REQUIRED WORK: Print the passage on training TransFormer in full, word for word.

Now, we just need to teach it to our model!

Training TransFormer

Of roughly 6M transactions, Plaid was able to automatically tag 2.5M with merchant names. We cleaned and filtered these down to 66K high-quality labels. We then augmented this by hand labeling another 2K transactions.

Fine Tuning Algorithm: LoRA

For the actual training procedure, we employed a technique called LoRA (Low-Rank Adaptation of Large Language Models). LoRA enables efficient fine-tuning of foundation models by freezing the weights of the original model and training a simplified representation instead [2]. Beyond efficiency, this has the added bonus of mitigating “catastrophic forgetting” — when a model’s weights are altered so much it loses key knowledge it once learned.

EXCERPTED DATA:
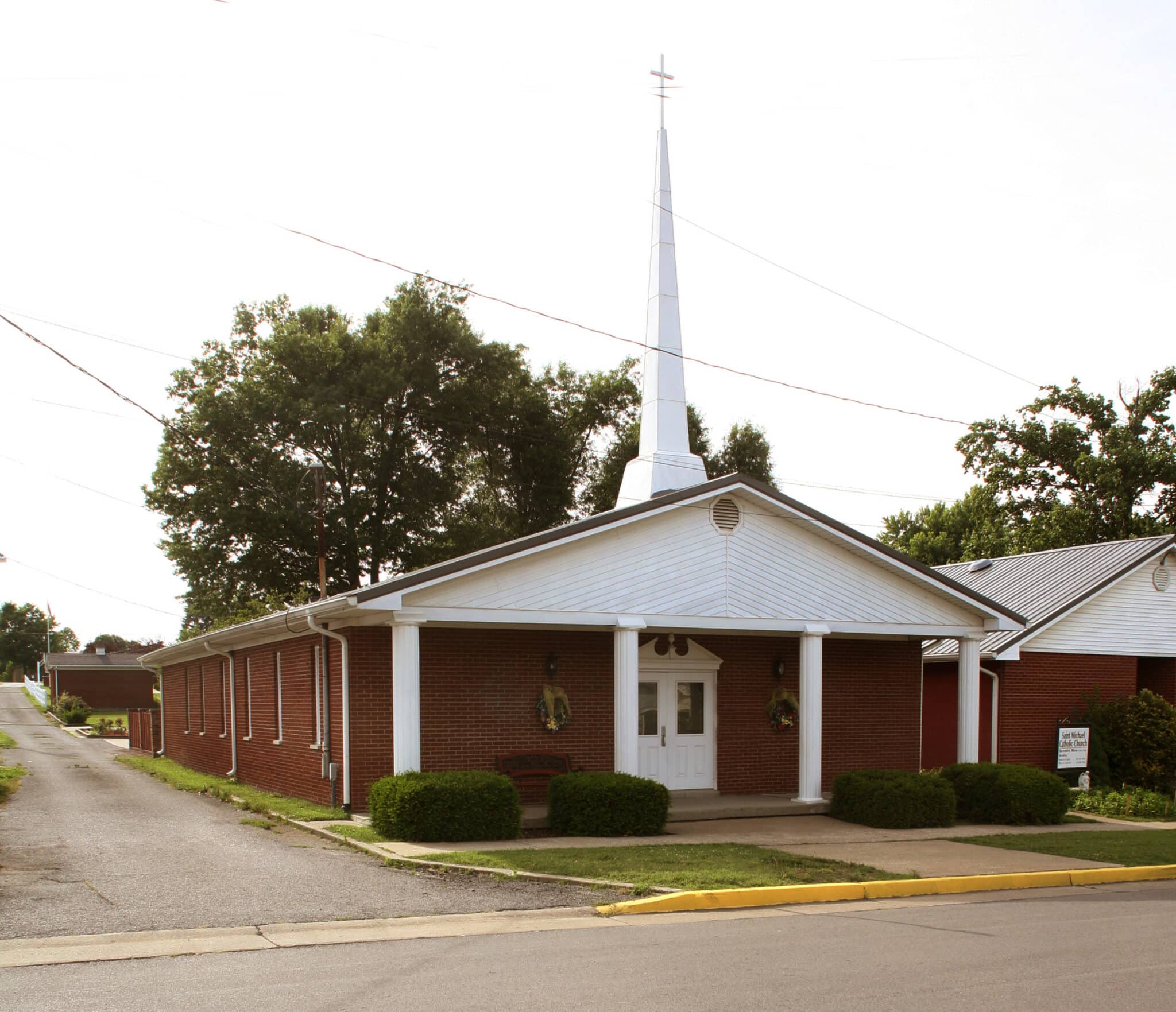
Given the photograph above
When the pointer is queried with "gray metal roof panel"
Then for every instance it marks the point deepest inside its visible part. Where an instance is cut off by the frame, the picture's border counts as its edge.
(1045, 584)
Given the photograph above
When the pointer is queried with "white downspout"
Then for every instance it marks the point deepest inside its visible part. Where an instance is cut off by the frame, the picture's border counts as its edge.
(344, 688)
(232, 702)
(163, 732)
(996, 708)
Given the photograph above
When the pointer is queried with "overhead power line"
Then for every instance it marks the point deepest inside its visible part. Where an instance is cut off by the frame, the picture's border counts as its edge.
(641, 344)
(848, 299)
(77, 484)
(95, 590)
(94, 334)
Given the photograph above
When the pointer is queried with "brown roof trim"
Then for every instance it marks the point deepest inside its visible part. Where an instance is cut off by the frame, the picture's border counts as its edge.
(625, 513)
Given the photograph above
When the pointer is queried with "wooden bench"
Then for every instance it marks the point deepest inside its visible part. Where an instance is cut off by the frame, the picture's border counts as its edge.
(533, 768)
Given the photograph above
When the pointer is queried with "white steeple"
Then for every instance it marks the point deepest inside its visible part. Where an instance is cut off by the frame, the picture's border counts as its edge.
(664, 460)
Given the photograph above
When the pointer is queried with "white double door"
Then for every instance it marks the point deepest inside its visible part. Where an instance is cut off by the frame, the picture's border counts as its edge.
(676, 729)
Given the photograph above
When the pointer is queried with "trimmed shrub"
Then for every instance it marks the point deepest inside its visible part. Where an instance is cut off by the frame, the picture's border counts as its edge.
(893, 800)
(1132, 802)
(606, 805)
(1007, 794)
(71, 709)
(458, 805)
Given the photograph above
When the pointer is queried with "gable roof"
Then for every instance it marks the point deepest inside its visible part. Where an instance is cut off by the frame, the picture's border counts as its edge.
(1045, 586)
(548, 537)
(347, 603)
(91, 660)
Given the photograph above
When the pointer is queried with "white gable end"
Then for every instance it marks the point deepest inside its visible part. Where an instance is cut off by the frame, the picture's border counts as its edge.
(1131, 618)
(679, 563)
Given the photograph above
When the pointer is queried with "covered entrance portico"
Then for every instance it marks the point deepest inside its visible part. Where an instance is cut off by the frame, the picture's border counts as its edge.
(773, 596)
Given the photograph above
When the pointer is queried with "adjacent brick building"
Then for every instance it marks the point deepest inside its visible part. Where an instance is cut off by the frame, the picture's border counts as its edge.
(1102, 619)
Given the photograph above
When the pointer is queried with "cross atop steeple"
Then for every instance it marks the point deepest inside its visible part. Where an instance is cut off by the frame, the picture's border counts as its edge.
(664, 460)
(662, 86)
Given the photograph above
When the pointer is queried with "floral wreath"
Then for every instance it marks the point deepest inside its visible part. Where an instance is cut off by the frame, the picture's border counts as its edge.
(553, 709)
(782, 710)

RESPONSE TO THIS TASK:
Now, we just need to teach it to our model!

Training TransFormer

Of roughly 6M transactions, Plaid was able to automatically tag 2.5M with merchant names. We cleaned and filtered these down to 66K high-quality labels. We then augmented this by hand labeling another 2K transactions.

Fine Tuning Algorithm: LoRA

For the actual training procedure, we employed a technique called LoRA (Low-Rank Adaptation of Large Language Models). LoRA enables efficient fine-tuning of foundation models by freezing the weights of the original model and training a simplified representation instead [2]. Beyond efficiency, this has the added bonus of mitigating “catastrophic forgetting” — when a model’s weights are altered so much it loses key knowledge it once learned.